Records
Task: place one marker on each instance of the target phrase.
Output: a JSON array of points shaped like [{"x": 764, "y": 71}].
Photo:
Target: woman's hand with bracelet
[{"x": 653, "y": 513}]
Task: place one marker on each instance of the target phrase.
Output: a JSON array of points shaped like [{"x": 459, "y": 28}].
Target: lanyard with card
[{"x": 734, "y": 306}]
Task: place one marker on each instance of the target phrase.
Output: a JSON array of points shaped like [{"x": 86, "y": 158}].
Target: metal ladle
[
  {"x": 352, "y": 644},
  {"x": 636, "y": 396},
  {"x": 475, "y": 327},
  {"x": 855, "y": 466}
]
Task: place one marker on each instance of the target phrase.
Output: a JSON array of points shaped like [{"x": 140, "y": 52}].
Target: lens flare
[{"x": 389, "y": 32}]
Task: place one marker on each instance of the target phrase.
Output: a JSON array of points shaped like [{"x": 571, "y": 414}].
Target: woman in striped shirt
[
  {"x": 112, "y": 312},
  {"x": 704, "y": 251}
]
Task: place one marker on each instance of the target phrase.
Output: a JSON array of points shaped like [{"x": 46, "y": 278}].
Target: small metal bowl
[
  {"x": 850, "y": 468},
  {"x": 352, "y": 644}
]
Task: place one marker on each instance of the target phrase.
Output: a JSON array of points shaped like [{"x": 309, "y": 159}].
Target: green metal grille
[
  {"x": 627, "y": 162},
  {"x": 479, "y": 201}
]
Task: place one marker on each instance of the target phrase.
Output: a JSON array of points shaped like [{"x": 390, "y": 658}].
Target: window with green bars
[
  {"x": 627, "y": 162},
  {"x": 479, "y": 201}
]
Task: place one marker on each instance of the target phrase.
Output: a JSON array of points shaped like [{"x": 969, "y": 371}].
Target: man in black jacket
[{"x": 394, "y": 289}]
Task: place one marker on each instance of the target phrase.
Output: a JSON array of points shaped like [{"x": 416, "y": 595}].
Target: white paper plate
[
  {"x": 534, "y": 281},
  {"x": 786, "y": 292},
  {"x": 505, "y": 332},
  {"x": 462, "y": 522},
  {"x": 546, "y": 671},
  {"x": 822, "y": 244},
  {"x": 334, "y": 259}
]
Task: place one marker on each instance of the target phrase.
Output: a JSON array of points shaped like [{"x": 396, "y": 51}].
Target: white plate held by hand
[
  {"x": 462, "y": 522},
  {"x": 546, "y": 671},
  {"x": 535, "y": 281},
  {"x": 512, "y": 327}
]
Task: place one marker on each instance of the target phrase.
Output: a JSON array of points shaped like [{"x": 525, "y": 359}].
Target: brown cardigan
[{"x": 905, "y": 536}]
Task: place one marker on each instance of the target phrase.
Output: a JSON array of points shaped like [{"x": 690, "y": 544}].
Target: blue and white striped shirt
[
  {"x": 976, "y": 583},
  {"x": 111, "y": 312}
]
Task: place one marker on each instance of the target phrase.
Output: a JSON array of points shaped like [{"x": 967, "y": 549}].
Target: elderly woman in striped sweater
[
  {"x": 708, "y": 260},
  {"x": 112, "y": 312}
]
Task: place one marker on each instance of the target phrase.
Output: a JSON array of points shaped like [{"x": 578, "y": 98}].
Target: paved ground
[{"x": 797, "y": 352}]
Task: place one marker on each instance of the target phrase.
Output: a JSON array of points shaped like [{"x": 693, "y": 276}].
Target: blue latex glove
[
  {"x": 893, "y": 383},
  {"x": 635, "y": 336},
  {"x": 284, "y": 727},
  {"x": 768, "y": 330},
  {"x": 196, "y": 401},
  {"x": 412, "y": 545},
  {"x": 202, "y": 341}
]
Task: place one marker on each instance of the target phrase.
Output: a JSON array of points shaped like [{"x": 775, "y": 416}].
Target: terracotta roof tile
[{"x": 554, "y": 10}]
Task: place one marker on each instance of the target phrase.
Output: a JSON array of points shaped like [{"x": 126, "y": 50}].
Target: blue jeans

[TASK GOAL]:
Transcribe every record above exactly as it appears.

[RESULT FOR THIS EXERCISE]:
Task: place one marker on each instance of the target phrase.
Output: a JSON array of points shaped like [{"x": 764, "y": 71}].
Photo:
Target: woman's hand with bracelet
[{"x": 653, "y": 513}]
Task: place one marker on each instance of the target phrase.
Output: a JSON array of points shaped like [{"x": 459, "y": 28}].
Target: lanyard with card
[{"x": 734, "y": 306}]
Task: place one marker on each instance of the target phrase.
Output: a JSON array of points shaped like [{"x": 86, "y": 158}].
Target: metal ladle
[
  {"x": 352, "y": 644},
  {"x": 636, "y": 396},
  {"x": 475, "y": 327},
  {"x": 855, "y": 466}
]
Task: place one marker on each instance of the target phrase.
Output: a JSON array of points shaped like [{"x": 140, "y": 52}].
Target: lens flare
[{"x": 389, "y": 32}]
Task: place one marker on each instance of the target phrase.
Output: a JSON array of points shaped like [{"x": 571, "y": 414}].
Target: woman in striped shirt
[
  {"x": 112, "y": 312},
  {"x": 704, "y": 251}
]
Task: place one marker on each instance of the target phrase.
Output: a JSON array of points shaped like [{"x": 46, "y": 278}].
Target: small metal bowl
[
  {"x": 850, "y": 468},
  {"x": 352, "y": 644}
]
Task: place one marker on each instance of the target phrase.
Output: a JSON array of points shaped like [{"x": 309, "y": 159}].
Target: green metal grille
[
  {"x": 627, "y": 162},
  {"x": 479, "y": 201}
]
Task: place one marker on each instance of the target phrase.
Output: a JSON array of points shaped like [{"x": 390, "y": 658}].
Target: window with green bars
[
  {"x": 627, "y": 162},
  {"x": 479, "y": 201}
]
Task: place one marker on each instance of the target phrase.
Output: a JSON array of points shaped like [{"x": 969, "y": 371}].
Target: man in black jacket
[{"x": 394, "y": 289}]
Task: place one marker on each instance of the target phrase.
Output: a JSON array of points shaped like [{"x": 416, "y": 595}].
Target: white paper plate
[
  {"x": 534, "y": 281},
  {"x": 786, "y": 292},
  {"x": 505, "y": 332},
  {"x": 462, "y": 522},
  {"x": 546, "y": 671},
  {"x": 822, "y": 244},
  {"x": 334, "y": 259}
]
Task: place one marker on each instance of the target phrase.
Output: a JSON array of points shaped like [{"x": 396, "y": 51}].
Target: white plate held by hand
[
  {"x": 462, "y": 522},
  {"x": 546, "y": 671},
  {"x": 535, "y": 281},
  {"x": 512, "y": 327}
]
Task: place one marker on each instance of the target phrase.
Output: a JSON array of points shaped like [{"x": 525, "y": 359}].
Target: brown cardigan
[{"x": 905, "y": 536}]
Task: place one marker on each instance of the target phrase.
Output: a JSON array of points shaped like [{"x": 690, "y": 544}].
Target: blue and white striped shirt
[
  {"x": 976, "y": 583},
  {"x": 111, "y": 312}
]
Task: place one marker on each instance of the target phrase.
Output: a JSON array of points shaped like [{"x": 967, "y": 549}].
Target: elderly woman in striped sweater
[
  {"x": 708, "y": 260},
  {"x": 112, "y": 312}
]
Task: place one marker on each instance of the target phrase.
Output: a JSON array of points shaped like [{"x": 578, "y": 98}].
Target: paved ground
[{"x": 797, "y": 352}]
Task: place one marker on each instance of the target phrase.
Output: a JSON array of points shaped like [{"x": 693, "y": 276}].
Target: blue latex glove
[
  {"x": 893, "y": 383},
  {"x": 635, "y": 336},
  {"x": 284, "y": 727},
  {"x": 768, "y": 330},
  {"x": 196, "y": 401},
  {"x": 412, "y": 545},
  {"x": 202, "y": 341}
]
Task: place one marker on each instance of the target phrase.
Output: a JSON array of points shaped like [{"x": 775, "y": 416}].
Target: terracotta roof tile
[{"x": 554, "y": 10}]
Task: place one marker on each instance of the target phrase.
Output: a JSON array of points shaped like [{"x": 126, "y": 50}].
Target: blue jeans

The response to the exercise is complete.